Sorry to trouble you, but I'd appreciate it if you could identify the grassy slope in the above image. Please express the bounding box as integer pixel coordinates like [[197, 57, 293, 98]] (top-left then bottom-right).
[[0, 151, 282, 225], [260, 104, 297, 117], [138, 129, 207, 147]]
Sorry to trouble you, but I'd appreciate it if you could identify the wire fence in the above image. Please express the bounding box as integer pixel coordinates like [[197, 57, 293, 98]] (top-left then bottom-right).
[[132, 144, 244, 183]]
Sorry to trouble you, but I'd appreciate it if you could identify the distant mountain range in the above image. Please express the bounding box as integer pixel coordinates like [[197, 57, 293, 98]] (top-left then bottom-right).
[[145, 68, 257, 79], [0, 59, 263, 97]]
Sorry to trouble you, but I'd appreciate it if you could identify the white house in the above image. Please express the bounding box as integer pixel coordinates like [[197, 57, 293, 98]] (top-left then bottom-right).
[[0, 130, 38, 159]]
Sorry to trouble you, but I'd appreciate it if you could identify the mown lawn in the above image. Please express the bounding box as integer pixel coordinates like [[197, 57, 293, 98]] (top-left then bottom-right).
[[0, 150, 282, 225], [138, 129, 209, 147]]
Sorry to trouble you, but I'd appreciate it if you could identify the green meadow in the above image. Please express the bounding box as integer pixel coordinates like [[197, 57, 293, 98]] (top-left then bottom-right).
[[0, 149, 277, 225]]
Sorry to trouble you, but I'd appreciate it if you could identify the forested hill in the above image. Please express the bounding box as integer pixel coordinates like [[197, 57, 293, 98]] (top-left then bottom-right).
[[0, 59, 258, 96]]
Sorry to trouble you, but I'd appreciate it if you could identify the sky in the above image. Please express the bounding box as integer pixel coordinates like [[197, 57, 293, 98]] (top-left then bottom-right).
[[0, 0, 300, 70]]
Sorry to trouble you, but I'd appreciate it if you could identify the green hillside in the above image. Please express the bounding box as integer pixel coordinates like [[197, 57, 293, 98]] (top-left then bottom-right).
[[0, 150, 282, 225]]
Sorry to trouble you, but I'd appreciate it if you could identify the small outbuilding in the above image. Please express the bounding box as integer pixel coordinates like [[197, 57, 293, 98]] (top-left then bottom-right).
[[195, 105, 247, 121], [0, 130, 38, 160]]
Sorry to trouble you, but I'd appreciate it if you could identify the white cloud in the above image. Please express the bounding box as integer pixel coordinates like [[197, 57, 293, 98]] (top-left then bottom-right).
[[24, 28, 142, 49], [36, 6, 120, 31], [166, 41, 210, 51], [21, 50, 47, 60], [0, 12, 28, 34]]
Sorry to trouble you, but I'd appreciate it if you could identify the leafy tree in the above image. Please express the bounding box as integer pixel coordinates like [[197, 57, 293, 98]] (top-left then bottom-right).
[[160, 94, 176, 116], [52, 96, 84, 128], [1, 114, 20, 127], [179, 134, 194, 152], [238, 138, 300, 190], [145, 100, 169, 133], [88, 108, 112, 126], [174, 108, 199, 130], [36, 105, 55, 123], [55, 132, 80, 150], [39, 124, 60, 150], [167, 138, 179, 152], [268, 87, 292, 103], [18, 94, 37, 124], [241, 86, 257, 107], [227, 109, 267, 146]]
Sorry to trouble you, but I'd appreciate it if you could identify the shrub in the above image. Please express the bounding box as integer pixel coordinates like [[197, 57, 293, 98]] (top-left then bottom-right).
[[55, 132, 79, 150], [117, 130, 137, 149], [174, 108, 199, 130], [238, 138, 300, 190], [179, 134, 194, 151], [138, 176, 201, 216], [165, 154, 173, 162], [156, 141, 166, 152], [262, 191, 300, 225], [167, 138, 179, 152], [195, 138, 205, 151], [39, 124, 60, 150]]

__YOUR TASK__
Copy out everything from the line containing "the green hillside" down to the line containing "[[0, 150, 282, 225]]", word for word.

__WRITTEN RESPONSE__
Sorry to trouble you, but I'd appreciate it if you could identify the green hillside in the above image. Please express the bounding box as integer pixel coordinates like [[197, 57, 293, 98]] (top-left then bottom-right).
[[0, 150, 282, 225]]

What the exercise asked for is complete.